- Excerpted passage -
Saturday, September 7, 2013

Do I Have Clinical Depression?

We all go through times when we feel sad or really upset about something. Life can be full of exhilarating, joyful moments but also bring us periods of time when we feel utterly distraught. These lower moments can cause us great pain, bring flowing torrents of tears and even cause us to lose our appetites. So how do you know if you are "clinically" depressed or reacting in an expected manner to an external life event? A person can receive a diagnosis for Major Depressive Disorder under very specific conditions that I'll discuss in this article. I'll also review a few coping skills to employ immediately should you suspect you might fall into this category.

I've heard people describe depression as a "black cloud" following them - or a "pit" in their stomach that doesn't go away. The intensity of this feeling is usually associated with Major Depressive Disorder - otherwise known as "clinical depression." People who struggle with this can have a range of symptoms - from mild to severe - but they must meet specific criteria to receive this diagnosis. The following is a condensed and summarized version from the DSM-IV-TR (Diagnostic Criteria from the American Psychiatric Association) of the criteria for Major Depressive Disorder.

- Records -
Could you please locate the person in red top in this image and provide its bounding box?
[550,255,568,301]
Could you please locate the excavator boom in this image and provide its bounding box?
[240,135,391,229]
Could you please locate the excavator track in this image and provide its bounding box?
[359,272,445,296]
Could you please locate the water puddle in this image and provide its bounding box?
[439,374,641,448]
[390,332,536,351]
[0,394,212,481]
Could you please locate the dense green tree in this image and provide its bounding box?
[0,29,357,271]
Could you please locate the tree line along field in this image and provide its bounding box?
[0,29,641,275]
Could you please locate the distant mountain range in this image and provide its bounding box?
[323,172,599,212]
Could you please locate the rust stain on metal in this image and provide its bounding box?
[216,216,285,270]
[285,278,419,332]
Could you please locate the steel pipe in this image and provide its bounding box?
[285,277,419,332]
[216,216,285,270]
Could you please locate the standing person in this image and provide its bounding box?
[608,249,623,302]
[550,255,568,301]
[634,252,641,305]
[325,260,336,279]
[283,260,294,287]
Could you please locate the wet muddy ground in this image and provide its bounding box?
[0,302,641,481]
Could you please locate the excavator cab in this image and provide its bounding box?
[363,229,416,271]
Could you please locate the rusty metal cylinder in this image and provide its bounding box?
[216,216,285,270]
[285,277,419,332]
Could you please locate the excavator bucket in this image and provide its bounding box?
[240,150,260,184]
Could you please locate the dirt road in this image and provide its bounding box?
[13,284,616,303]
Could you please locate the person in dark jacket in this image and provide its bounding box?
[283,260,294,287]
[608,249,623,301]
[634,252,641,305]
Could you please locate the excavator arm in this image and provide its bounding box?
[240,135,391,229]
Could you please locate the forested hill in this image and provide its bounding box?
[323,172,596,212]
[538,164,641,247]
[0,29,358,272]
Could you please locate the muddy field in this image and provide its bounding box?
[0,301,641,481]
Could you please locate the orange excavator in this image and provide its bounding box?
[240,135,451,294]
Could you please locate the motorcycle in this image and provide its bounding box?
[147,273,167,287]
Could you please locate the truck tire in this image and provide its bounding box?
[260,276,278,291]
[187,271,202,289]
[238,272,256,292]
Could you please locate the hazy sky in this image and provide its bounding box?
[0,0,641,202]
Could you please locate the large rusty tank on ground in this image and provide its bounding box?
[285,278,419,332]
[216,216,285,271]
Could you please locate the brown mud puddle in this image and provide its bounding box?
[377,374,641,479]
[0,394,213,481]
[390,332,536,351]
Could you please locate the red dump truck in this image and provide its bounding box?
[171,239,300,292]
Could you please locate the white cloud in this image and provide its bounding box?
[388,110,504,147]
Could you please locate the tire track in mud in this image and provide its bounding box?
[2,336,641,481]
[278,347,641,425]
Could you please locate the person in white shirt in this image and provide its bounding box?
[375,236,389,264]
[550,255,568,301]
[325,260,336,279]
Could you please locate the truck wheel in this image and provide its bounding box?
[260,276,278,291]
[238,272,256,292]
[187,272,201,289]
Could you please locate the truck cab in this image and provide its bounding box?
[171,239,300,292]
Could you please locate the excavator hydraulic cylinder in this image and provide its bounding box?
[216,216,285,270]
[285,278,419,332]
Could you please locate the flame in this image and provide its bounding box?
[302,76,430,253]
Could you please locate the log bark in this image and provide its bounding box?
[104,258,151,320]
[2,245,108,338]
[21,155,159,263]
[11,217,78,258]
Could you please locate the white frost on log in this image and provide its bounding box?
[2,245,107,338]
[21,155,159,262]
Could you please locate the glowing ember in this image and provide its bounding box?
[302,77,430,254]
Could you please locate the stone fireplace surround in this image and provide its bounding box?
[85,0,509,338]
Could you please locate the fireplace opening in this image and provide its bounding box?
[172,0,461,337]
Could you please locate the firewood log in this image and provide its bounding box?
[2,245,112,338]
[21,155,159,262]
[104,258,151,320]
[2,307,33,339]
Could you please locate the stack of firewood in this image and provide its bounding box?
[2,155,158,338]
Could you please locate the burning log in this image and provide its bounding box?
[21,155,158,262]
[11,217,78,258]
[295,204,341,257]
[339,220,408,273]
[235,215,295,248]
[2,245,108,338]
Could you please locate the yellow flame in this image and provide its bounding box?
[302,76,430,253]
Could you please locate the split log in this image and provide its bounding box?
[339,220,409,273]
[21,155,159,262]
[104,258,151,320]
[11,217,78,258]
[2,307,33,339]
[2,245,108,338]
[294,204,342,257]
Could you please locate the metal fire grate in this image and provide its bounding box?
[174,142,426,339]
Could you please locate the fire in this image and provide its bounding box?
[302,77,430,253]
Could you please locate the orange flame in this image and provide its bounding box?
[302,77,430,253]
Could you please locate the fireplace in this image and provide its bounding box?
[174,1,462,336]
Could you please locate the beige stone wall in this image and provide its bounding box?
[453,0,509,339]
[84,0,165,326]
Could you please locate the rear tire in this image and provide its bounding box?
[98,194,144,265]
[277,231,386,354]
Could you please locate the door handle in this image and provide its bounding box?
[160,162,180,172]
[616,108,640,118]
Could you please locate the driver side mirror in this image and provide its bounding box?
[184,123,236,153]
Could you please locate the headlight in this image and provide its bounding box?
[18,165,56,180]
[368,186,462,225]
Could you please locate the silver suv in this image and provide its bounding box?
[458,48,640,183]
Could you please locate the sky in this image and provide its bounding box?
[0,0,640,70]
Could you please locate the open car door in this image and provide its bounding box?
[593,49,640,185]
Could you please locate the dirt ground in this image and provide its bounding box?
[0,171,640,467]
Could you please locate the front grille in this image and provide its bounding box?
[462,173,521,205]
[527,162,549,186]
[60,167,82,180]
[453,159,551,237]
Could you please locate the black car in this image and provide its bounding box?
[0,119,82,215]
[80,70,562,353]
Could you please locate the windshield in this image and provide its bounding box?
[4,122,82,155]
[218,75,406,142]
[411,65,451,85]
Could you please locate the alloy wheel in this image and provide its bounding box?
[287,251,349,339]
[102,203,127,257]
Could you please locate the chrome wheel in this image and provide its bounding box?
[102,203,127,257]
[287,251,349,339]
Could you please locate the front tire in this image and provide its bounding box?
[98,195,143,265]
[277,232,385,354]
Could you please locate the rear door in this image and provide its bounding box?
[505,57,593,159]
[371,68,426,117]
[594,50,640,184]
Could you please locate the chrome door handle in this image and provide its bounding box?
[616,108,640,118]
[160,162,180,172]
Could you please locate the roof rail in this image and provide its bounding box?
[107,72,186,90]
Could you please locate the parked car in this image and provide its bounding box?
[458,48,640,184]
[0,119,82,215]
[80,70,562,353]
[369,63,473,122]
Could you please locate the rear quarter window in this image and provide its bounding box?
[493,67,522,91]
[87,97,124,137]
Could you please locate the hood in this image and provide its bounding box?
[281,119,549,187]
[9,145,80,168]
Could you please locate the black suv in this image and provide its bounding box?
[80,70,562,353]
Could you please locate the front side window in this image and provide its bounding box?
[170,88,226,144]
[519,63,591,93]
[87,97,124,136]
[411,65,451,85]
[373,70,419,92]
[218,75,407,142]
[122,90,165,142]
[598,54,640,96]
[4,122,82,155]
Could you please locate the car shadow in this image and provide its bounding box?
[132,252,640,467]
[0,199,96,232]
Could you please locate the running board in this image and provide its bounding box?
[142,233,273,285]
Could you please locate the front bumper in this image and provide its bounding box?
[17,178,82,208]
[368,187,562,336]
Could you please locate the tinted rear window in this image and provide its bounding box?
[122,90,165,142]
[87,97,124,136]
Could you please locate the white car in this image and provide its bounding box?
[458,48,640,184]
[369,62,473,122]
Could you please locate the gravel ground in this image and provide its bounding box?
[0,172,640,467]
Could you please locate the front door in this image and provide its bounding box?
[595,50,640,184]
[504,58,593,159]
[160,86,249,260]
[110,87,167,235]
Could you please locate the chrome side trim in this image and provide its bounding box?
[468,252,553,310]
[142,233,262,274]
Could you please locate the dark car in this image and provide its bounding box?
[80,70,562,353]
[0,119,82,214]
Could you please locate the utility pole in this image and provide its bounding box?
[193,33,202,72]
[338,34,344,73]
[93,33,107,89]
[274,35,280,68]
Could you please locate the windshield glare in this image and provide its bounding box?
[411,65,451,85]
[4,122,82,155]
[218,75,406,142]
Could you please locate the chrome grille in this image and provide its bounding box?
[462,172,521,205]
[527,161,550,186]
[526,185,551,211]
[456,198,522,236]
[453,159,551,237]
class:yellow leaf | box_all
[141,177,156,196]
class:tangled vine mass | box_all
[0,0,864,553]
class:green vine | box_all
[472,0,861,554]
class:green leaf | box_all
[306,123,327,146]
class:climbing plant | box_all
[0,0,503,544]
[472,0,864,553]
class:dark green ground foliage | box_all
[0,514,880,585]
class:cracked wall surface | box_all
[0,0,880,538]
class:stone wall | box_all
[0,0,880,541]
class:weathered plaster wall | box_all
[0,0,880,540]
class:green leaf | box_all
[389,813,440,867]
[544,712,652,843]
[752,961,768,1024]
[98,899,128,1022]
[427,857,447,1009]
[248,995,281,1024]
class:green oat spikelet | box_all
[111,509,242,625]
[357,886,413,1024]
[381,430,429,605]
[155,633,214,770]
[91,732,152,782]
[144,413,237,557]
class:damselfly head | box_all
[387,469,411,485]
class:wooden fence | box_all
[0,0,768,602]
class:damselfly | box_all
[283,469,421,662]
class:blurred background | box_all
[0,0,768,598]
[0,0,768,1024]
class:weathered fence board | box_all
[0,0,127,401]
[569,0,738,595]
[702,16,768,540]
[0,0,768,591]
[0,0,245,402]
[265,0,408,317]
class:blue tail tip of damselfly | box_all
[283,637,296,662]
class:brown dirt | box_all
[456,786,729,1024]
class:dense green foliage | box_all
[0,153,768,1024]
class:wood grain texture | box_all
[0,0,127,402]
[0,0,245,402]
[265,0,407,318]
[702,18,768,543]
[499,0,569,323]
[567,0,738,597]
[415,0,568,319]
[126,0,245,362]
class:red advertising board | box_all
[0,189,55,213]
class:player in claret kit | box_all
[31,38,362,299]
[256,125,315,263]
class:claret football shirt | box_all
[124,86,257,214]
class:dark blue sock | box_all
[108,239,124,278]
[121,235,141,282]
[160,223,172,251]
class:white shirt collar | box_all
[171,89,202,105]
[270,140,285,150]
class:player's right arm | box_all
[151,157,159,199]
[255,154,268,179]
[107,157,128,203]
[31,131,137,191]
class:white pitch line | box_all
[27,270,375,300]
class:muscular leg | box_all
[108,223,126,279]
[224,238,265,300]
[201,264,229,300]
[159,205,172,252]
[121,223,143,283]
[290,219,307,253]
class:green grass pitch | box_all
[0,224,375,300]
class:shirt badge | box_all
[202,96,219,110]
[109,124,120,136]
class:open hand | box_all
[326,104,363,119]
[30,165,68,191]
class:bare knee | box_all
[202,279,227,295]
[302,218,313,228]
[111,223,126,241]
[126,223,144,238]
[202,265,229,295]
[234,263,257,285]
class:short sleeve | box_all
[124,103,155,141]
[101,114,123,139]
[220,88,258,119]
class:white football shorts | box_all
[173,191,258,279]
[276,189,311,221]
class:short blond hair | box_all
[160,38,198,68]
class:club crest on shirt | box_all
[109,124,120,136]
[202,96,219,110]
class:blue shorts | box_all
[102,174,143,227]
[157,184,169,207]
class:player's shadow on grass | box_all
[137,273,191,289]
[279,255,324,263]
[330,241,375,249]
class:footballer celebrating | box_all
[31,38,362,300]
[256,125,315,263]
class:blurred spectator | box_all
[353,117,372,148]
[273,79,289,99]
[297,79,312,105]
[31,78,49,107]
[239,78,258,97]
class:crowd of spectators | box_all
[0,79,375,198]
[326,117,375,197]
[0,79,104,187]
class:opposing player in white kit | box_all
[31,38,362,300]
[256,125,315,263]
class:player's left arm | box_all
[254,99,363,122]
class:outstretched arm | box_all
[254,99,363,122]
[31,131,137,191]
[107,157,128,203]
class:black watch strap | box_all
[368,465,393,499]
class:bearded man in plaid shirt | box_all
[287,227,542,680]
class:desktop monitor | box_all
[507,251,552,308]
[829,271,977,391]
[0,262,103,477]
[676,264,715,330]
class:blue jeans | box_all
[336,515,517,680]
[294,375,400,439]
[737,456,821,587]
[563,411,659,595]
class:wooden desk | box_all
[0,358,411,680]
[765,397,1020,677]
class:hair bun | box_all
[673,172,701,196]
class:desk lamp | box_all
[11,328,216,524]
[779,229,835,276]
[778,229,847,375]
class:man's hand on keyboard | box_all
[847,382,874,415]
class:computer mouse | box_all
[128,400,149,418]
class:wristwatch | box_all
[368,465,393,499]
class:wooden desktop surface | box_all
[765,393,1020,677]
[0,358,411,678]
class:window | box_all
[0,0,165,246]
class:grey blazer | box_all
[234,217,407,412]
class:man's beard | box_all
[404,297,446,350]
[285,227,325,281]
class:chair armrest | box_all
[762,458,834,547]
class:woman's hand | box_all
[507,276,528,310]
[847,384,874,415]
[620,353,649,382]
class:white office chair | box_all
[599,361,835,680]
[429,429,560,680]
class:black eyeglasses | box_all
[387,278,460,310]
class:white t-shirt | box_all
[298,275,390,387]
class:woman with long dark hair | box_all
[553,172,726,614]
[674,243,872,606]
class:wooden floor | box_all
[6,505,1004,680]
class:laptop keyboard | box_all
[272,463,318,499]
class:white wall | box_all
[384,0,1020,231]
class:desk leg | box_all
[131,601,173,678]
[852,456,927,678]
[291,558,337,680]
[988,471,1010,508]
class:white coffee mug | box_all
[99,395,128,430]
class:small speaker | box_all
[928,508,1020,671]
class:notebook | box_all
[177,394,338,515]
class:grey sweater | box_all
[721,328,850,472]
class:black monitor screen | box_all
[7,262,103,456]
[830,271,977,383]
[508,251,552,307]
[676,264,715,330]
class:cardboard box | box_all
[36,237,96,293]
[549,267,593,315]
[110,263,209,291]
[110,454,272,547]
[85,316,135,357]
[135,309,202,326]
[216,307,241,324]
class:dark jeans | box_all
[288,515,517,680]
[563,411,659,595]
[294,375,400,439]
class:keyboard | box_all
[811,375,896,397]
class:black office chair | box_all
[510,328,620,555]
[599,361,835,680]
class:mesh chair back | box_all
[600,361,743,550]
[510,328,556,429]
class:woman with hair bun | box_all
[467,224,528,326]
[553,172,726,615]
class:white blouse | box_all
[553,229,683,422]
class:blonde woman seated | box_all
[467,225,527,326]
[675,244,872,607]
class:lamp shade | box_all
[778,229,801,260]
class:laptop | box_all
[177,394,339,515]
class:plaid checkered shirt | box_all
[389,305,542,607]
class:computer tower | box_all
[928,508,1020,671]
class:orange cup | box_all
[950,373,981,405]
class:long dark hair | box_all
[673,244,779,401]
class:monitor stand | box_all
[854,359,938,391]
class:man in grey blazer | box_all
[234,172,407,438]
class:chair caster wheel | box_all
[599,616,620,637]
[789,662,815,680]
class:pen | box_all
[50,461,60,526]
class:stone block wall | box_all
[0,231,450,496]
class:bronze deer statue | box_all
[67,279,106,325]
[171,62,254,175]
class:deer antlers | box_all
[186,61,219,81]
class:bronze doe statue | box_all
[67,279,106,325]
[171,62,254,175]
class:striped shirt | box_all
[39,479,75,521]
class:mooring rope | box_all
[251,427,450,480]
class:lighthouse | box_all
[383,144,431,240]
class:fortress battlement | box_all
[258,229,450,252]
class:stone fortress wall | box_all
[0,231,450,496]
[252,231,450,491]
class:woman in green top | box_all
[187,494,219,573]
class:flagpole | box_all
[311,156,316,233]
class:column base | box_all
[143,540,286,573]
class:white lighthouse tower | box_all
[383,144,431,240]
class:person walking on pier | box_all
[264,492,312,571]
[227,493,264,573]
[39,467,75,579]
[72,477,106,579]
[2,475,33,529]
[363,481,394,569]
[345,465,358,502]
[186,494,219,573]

- Study questions -
[a] For each statement, say yes or no according to the clinical depression article, and quote the words from the article that decide it.
(i) A diagnosis of Major Depressive Disorder requires meeting specific criteria.
(ii) The summary of the criteria is drawn from the DSM-5.
(iii) Low periods in life can cause people to lose their appetites.
[b] Reproduce the clinical depression article word for word, starting with "We all go through" and going on through "into this category.".
[c] Proceed with the clinical depression article, starting right after its last sentence.
The listing above comes from a separate source and is unrelated to the clinical depression article.

- Your written answers -
[a]
(i) Yes: "they must meet specific criteria to receive this diagnosis"
(ii) No: "a condensed and summarized version from the DSM-IV-TR"
(iii) Yes: "even cause us to lose our appetites"

[b]
We all go through times when we feel sad or really upset about something. Life can be full of exhilarating, joyful moments but also bring us periods of time when we feel utterly distraught. These lower moments can cause us great pain, bring flowing torrents of tears and even cause us to lose our appetites. So how do you know if you are "clinically" depressed or reacting in an expected manner to an external life event? A person can receive a diagnosis for Major Depressive Disorder under very specific conditions that I'll discuss in this article. I'll also review a few coping skills to employ immediately should you suspect you might fall into this category.

[c]
You must have five of the nine criteria which are:

1) Depressed mood most of the day, nearly every day.

2) Diminished interest in your usual activities.

3) Significant weight loss or gain; or increase or decrease in appetite.

4) Sleeping too much or too little every day.

5) Appearing to others to be restlessness or slowed down in your movement or speech.

6) Fatigue or loss of energy nearly every day.

7) Feelings of worthlessness or guilt nearly every day.

8) Decrease in concentration nearly every day.

9) Thoughts or plan of your own death.

In addition, you must have these symptoms for a minimum of two weeks.

If you feel as though you fit the criteria for clinical depression, you should seek out the help of a psychotherapist to assess the level of your depression. Some people prefer to try to get control of their depression with talk therapy alone. Others want to try the medication route and talk therapy. There are also people who take medication to combat their symptoms but choose not to proceed with talk therapy. I personally believe - and many studies have shown - that the best treatment for clinical depression is a combination of medication and talk therapy. A psychiatrist can be helpful to educate you about the chemistry around depression and the brain - as well as what medications are available, possible side effects, etc. However, if you're firmly attached to the idea of avoiding medication, a good therapist can work with you around the issues underlying your depression. Cognitive behavioral therapy - changing unhelpful and irrational thinking styles - has also been shown to be very helpful.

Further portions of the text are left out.